(TASK REQUIREMENTS):
Render every line of the items below as a Markdown table with two columns, Row and Line. Number each row, and leave out blank lines.

(DATASET ROWS):

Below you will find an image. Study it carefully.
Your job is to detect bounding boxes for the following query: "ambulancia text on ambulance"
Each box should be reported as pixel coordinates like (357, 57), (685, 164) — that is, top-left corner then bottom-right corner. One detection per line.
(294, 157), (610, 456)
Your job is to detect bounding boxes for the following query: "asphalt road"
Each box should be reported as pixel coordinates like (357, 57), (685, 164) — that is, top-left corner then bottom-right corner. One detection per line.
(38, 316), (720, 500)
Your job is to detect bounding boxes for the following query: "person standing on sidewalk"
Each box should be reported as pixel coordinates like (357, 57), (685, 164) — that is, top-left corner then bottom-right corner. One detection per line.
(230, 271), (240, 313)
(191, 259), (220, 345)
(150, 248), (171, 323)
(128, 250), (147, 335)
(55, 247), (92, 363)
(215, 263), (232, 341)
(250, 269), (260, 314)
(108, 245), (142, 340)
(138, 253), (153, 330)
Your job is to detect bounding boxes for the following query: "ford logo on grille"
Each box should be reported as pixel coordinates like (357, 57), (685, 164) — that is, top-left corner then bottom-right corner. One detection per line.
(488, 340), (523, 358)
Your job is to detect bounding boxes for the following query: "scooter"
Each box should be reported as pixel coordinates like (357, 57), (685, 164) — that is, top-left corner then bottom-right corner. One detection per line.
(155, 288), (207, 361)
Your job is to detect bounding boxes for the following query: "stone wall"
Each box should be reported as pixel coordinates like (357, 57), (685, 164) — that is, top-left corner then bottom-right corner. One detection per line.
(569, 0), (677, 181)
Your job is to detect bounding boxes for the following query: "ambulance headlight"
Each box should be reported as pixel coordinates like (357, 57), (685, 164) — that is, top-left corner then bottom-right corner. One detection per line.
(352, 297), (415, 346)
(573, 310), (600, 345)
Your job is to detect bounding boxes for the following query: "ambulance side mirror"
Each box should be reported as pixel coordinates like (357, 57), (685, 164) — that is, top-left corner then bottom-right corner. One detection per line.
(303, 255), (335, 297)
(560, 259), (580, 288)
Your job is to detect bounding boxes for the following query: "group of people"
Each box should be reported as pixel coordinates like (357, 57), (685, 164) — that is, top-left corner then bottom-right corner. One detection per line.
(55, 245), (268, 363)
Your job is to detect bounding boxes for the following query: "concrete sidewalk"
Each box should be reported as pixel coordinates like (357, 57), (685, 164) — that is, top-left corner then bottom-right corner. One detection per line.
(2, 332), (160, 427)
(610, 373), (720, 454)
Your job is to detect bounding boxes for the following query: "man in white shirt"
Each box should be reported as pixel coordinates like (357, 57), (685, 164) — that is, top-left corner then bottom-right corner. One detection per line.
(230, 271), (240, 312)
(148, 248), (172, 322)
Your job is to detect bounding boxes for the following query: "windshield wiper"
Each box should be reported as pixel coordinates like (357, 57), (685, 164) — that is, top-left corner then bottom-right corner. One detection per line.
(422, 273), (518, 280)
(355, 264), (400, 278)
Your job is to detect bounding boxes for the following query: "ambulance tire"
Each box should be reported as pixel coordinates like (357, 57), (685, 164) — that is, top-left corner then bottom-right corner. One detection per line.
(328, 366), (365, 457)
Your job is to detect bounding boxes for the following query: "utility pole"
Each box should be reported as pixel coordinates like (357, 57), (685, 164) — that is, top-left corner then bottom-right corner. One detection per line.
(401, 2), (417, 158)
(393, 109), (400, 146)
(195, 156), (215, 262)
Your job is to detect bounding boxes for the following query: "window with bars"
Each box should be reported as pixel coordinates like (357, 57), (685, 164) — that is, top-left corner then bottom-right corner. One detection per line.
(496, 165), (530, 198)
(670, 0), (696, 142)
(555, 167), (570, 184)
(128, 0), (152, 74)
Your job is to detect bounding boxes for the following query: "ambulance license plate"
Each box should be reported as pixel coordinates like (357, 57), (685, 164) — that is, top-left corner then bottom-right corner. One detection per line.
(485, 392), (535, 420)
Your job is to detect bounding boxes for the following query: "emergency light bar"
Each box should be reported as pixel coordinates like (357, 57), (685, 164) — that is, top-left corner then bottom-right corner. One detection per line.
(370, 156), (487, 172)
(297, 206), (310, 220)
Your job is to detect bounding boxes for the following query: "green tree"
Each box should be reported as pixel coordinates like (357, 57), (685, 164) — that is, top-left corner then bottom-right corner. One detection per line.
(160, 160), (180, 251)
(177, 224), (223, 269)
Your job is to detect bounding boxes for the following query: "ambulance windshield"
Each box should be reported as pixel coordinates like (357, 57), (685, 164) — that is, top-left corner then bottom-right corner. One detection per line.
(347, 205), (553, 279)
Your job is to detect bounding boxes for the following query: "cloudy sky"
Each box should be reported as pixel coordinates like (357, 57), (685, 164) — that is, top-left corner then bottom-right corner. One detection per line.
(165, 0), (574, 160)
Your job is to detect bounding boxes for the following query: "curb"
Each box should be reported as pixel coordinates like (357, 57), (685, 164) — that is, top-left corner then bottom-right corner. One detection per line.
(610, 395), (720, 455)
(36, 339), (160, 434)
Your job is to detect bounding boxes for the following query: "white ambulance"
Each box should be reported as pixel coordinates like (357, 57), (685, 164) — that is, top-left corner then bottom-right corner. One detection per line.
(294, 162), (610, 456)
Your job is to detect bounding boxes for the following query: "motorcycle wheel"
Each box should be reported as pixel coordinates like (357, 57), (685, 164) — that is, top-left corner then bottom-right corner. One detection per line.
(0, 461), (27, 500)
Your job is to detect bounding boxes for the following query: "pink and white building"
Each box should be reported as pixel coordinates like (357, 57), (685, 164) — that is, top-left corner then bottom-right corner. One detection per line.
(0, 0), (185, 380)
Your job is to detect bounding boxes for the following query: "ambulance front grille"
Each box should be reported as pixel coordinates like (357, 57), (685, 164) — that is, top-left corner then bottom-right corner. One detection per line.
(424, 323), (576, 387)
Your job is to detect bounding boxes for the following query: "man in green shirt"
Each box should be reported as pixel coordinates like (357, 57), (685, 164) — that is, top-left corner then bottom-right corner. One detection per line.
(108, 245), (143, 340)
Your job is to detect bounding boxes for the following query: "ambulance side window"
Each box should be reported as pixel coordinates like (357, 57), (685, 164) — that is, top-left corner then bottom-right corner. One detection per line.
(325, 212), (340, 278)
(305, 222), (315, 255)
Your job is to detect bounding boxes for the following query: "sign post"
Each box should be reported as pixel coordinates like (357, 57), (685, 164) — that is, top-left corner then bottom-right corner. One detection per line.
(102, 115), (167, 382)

(OUTPUT FOR THIS TASK):
| Row | Line |
|---|---|
| 1 | Below you will find an image. Study it carefully. |
| 2 | Your job is to detect bounding boxes for the following query: "ambulancia text on ambulance" |
| 3 | Each box should be reported as pixel coordinates like (357, 57), (685, 164) — that is, top-left corner then bottom-right corner. One detection per line. |
| 4 | (294, 157), (610, 456) |
| 5 | Your job is to detect bounding boxes for the following query: "asphalt road" |
| 6 | Each box should be reported as pixel coordinates like (357, 57), (685, 164) — that is, top-left corner then bottom-right corner. One detection per line. |
| 7 | (38, 316), (720, 500) |
| 8 | Your job is to detect bounding boxes for the following query: "person standing on sidewalk" |
| 9 | Each box should be reported as pixel coordinates like (357, 57), (685, 164) — that is, top-left corner then bottom-right corner. One detection per line. |
| 10 | (230, 271), (240, 313) |
| 11 | (191, 259), (220, 345) |
| 12 | (150, 248), (171, 323) |
| 13 | (128, 250), (147, 335) |
| 14 | (55, 247), (92, 363) |
| 15 | (215, 263), (232, 341) |
| 16 | (250, 269), (260, 314) |
| 17 | (108, 245), (142, 340) |
| 18 | (138, 253), (153, 330) |
| 19 | Your job is to detect bounding boxes for the following query: "ford logo on grille" |
| 20 | Each box should be reported as pixel coordinates like (357, 57), (685, 164) — that is, top-left corner then bottom-right corner. One detection per line. |
| 21 | (488, 340), (523, 358) |
| 22 | Your job is to detect bounding boxes for the following query: "scooter" |
| 23 | Each box should be reported as pixel coordinates like (357, 57), (685, 164) — that is, top-left corner then bottom-right corner. One detection per line. |
| 24 | (155, 288), (207, 361) |
| 25 | Your job is to detect bounding boxes for the following query: "stone wall" |
| 26 | Each box should be reported as pixel coordinates like (357, 57), (685, 164) — that is, top-left corner then bottom-right corner. One detection per line. |
| 27 | (569, 0), (677, 181) |
| 28 | Your job is to detect bounding boxes for the following query: "ambulance headlight" |
| 29 | Each box should be reported as pixel coordinates like (357, 57), (685, 164) — that is, top-left corner then bottom-right corner. One detection per line. |
| 30 | (352, 297), (415, 346) |
| 31 | (573, 310), (600, 345) |
| 32 | Your job is to detect bounding boxes for the following query: "ambulance side mirror" |
| 33 | Each box should be reported as pixel coordinates like (357, 57), (685, 164) — that is, top-left corner then bottom-right corner. One detection per line. |
| 34 | (303, 255), (335, 297) |
| 35 | (560, 259), (580, 288) |
| 36 | Your job is to detect bounding boxes for the following query: "group of people" |
| 37 | Each box should be reported as pixel coordinates like (357, 57), (685, 164) — that is, top-left corner then bottom-right corner. One detection per line. |
| 38 | (55, 245), (268, 363) |
| 39 | Your job is to detect bounding boxes for the following query: "concrete sidewalk" |
| 40 | Each box should be reported as pixel coordinates like (357, 57), (685, 164) — that is, top-left corner then bottom-right corner. One detection per line. |
| 41 | (2, 332), (160, 427) |
| 42 | (610, 373), (720, 454) |
| 43 | Your job is to detect bounding boxes for the following query: "man in white shirt" |
| 44 | Each box should be reported as pixel coordinates like (357, 57), (685, 164) — that is, top-left corner then bottom-right corner. One detection per line. |
| 45 | (230, 271), (240, 312) |
| 46 | (148, 248), (172, 322) |
| 47 | Your job is to detect bounding boxes for the following query: "windshield wiper" |
| 48 | Each box should be reported as pixel coordinates like (357, 57), (685, 164) — that is, top-left corner then bottom-right corner. One detection per line. |
| 49 | (422, 273), (518, 280) |
| 50 | (355, 264), (400, 278) |
| 51 | Your job is to detect bounding boxes for the following query: "ambulance tire" |
| 52 | Each box should be reported as pixel coordinates like (357, 57), (685, 164) — that is, top-left corner then bottom-right corner. One detection per line. |
| 53 | (328, 366), (365, 457) |
| 54 | Your job is to detect bounding boxes for the following query: "utility pole" |
| 55 | Each box should be reported as pixel coordinates like (357, 57), (685, 164) — that is, top-left corner then bottom-right corner. One detection per line. |
| 56 | (401, 2), (417, 158) |
| 57 | (393, 109), (400, 146) |
| 58 | (195, 156), (215, 262) |
| 59 | Your job is to detect bounding boxes for the following query: "window with bars" |
| 60 | Each box should be reported as pixel coordinates like (357, 57), (685, 164) — that is, top-left corner then bottom-right corner. One detection per line. |
| 61 | (496, 165), (530, 198) |
| 62 | (670, 0), (696, 142) |
| 63 | (555, 167), (570, 184) |
| 64 | (128, 0), (152, 74) |
| 65 | Your job is to detect bounding boxes for the following query: "ambulance license plate" |
| 66 | Each box should be reported as pixel coordinates like (357, 57), (685, 164) — that is, top-left corner then bottom-right corner. One detection per line. |
| 67 | (485, 392), (535, 420) |
| 68 | Your job is to detect bounding boxes for the following query: "emergency light bar" |
| 69 | Each box should be reported as pixel coordinates like (357, 57), (685, 164) — that is, top-left corner then bottom-right corner. One detection per line. |
| 70 | (370, 156), (487, 172) |
| 71 | (297, 206), (310, 220) |
| 72 | Your job is to detect bounding boxes for the following query: "green tree" |
| 73 | Each box should be reported as pixel coordinates like (357, 57), (685, 164) — that is, top-left corner then bottom-right corner. One detection per line. |
| 74 | (160, 160), (180, 251) |
| 75 | (177, 224), (223, 269) |
| 76 | Your job is to detect bounding boxes for the following query: "ambulance windshield" |
| 77 | Each box should be reported as pixel coordinates like (357, 57), (685, 164) — that is, top-left corner then bottom-right corner. One detection per line. |
| 78 | (347, 205), (553, 279) |
| 79 | Your job is to detect bounding boxes for the following query: "cloudy sky" |
| 80 | Each box should be reported as pixel coordinates like (357, 57), (685, 164) — that is, top-left corner then bottom-right corner. One detection per line. |
| 81 | (165, 0), (574, 160) |
| 82 | Your job is to detect bounding boxes for the following query: "curb" |
| 83 | Each box should be reported as pixel coordinates like (357, 57), (685, 164) — that is, top-left corner then bottom-right corner. One detection per line. |
| 84 | (610, 395), (720, 455) |
| 85 | (36, 339), (160, 434) |
| 86 | Your job is to detect bounding boxes for the following query: "white ambulance" |
| 87 | Each box should be reported as pixel coordinates like (357, 57), (685, 164) — that is, top-left corner then bottom-right corner. One detection per line. |
| 88 | (294, 162), (610, 456) |
| 89 | Your job is to detect bounding boxes for the following query: "motorcycle wheel" |
| 90 | Each box should be reported as pixel coordinates like (357, 57), (685, 164) — that is, top-left corner then bottom-right corner. One detection per line. |
| 91 | (0, 461), (27, 500) |
| 92 | Your job is to detect bounding boxes for the following query: "pink and white building" |
| 93 | Each box should be reported as pixel coordinates like (357, 57), (685, 164) — that is, top-left corner then bottom-right corner. One detection per line. |
| 94 | (0, 0), (185, 380) |
| 95 | Your job is to detect bounding boxes for the following query: "ambulance front grille" |
| 96 | Each box should be reported as pixel coordinates like (357, 57), (685, 164) — that is, top-left corner then bottom-right corner. One detection per line. |
| 97 | (424, 323), (576, 387) |
| 98 | Your job is to detect bounding boxes for the following query: "man in green shirt" |
| 99 | Each box should be reported as pixel coordinates like (357, 57), (685, 164) — that is, top-left corner then bottom-right corner. One detection per line. |
| 100 | (108, 245), (143, 340) |
| 101 | Your job is to detect bounding boxes for the following query: "ambulance side window" |
| 102 | Each box should be reported as pixel coordinates like (357, 57), (685, 164) — that is, top-left corner then bottom-right corner. One detection per line. |
| 103 | (325, 212), (340, 278) |
| 104 | (305, 222), (315, 255) |
| 105 | Your job is to detect bounding boxes for the following query: "sign post" |
| 106 | Each box should be reported as pixel coordinates like (357, 57), (685, 164) — that is, top-left corner then bottom-right corner. One detection per line. |
| 107 | (102, 115), (167, 382) |